---------- Data shown ----------

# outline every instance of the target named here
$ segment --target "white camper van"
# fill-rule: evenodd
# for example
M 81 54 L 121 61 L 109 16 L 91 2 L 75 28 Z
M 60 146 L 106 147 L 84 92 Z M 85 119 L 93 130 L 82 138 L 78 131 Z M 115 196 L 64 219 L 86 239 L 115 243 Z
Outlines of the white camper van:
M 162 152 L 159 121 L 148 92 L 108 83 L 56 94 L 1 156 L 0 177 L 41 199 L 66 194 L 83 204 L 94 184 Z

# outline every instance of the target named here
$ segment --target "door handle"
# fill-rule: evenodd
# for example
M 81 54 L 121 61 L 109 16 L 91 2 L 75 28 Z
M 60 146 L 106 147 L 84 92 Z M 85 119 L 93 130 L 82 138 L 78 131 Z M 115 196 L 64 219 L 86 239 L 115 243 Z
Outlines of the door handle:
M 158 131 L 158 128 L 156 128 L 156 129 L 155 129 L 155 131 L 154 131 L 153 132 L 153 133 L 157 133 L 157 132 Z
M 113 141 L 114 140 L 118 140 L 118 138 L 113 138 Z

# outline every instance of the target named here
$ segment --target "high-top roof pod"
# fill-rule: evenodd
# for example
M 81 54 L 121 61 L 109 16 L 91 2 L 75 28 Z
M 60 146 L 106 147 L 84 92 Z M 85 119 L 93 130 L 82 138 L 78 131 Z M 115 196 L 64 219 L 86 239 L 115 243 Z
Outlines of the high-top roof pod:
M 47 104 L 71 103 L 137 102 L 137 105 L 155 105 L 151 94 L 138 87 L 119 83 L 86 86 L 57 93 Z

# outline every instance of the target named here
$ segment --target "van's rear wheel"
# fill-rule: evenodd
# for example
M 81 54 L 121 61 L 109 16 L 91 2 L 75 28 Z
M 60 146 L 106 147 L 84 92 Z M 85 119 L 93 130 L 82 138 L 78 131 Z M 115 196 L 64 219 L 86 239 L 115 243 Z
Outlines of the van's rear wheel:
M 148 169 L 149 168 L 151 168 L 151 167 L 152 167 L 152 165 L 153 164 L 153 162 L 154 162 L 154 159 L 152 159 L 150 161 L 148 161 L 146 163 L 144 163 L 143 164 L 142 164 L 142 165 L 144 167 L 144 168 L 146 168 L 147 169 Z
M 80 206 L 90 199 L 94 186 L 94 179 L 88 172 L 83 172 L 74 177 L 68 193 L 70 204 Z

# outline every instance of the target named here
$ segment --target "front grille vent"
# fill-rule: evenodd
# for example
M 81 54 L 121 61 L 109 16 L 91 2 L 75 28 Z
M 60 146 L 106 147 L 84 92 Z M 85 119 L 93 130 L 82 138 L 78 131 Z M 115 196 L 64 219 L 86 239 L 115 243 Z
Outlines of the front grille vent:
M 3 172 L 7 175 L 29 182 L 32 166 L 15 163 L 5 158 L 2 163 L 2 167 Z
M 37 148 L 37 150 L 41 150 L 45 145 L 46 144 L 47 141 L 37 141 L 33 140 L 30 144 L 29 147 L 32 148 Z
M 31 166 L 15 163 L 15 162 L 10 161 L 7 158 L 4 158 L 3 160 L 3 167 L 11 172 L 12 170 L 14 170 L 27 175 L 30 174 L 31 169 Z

----------

What you have to do
Copy out every line of the data above without any changes.

Solution
# outline every instance of the target named here
$ segment --target "white camper van"
# fill-rule: evenodd
# for example
M 81 54 L 121 61 L 109 16 L 91 2 L 75 28 Z
M 60 146 L 106 147 L 84 92 Z M 85 119 L 93 130 L 82 138 L 78 131 Z M 115 196 L 64 219 L 86 239 L 115 243 Z
Outlines of the white camper van:
M 162 152 L 159 121 L 148 92 L 108 83 L 56 94 L 1 156 L 0 177 L 41 199 L 66 194 L 83 204 L 94 184 Z

# outline every instance of the target named here
$ segment --target "door handle"
# fill-rule: evenodd
# for example
M 81 54 L 121 61 L 109 16 L 91 2 L 75 28 Z
M 60 146 L 106 147 L 84 92 Z M 85 119 L 93 130 L 82 138 L 78 131 Z M 115 196 L 64 219 L 86 239 L 115 243 Z
Outlines of the door handle:
M 158 131 L 158 128 L 156 128 L 156 129 L 155 129 L 155 131 L 154 131 L 153 132 L 153 133 L 157 133 L 157 132 Z
M 113 141 L 114 140 L 118 140 L 118 138 L 113 138 Z

# outline every instance of the target named here
$ segment --target "high-top roof pod"
# fill-rule: evenodd
# for example
M 81 54 L 121 61 L 109 16 L 91 2 L 75 28 Z
M 60 146 L 106 147 L 84 92 Z M 85 119 L 93 130 L 82 138 L 78 131 Z M 115 196 L 64 219 L 86 239 L 115 243 Z
Outlines of the high-top roof pod:
M 47 104 L 71 103 L 137 102 L 137 105 L 155 105 L 151 94 L 138 87 L 119 83 L 86 86 L 57 93 Z

# outline every instance of the target named here
$ segment --target "van's rear wheel"
# fill-rule: evenodd
# for example
M 81 54 L 121 61 L 109 16 L 91 2 L 75 28 Z
M 60 146 L 106 147 L 84 92 Z M 85 119 L 93 130 L 82 138 L 78 131 Z M 115 196 L 64 219 L 86 239 L 115 243 Z
Outlines of the van's rear wheel:
M 148 169 L 149 168 L 151 168 L 151 167 L 152 167 L 152 165 L 153 164 L 153 162 L 154 162 L 154 159 L 152 159 L 150 161 L 148 161 L 146 163 L 144 163 L 143 164 L 142 164 L 142 165 L 144 167 L 144 168 L 146 168 L 147 169 Z
M 80 206 L 90 199 L 94 186 L 94 179 L 88 172 L 83 172 L 74 177 L 68 193 L 70 204 Z

# outline every instance of the target named here
$ segment --target "front grille vent"
# fill-rule: evenodd
# for example
M 81 54 L 121 61 L 109 16 L 91 2 L 75 28 Z
M 60 146 L 106 147 L 84 92 Z M 85 119 L 93 130 L 82 138 L 78 131 Z M 115 196 L 64 219 L 86 239 L 115 243 Z
Outlines of the front grille vent:
M 3 172 L 7 175 L 29 182 L 32 166 L 15 163 L 5 158 L 2 163 L 2 167 Z
M 37 148 L 37 150 L 41 150 L 45 145 L 46 144 L 47 141 L 37 141 L 33 140 L 30 144 L 29 147 L 32 148 Z
M 31 166 L 15 163 L 15 162 L 10 161 L 7 158 L 4 158 L 3 160 L 3 167 L 11 172 L 12 170 L 14 170 L 27 175 L 30 174 L 31 169 Z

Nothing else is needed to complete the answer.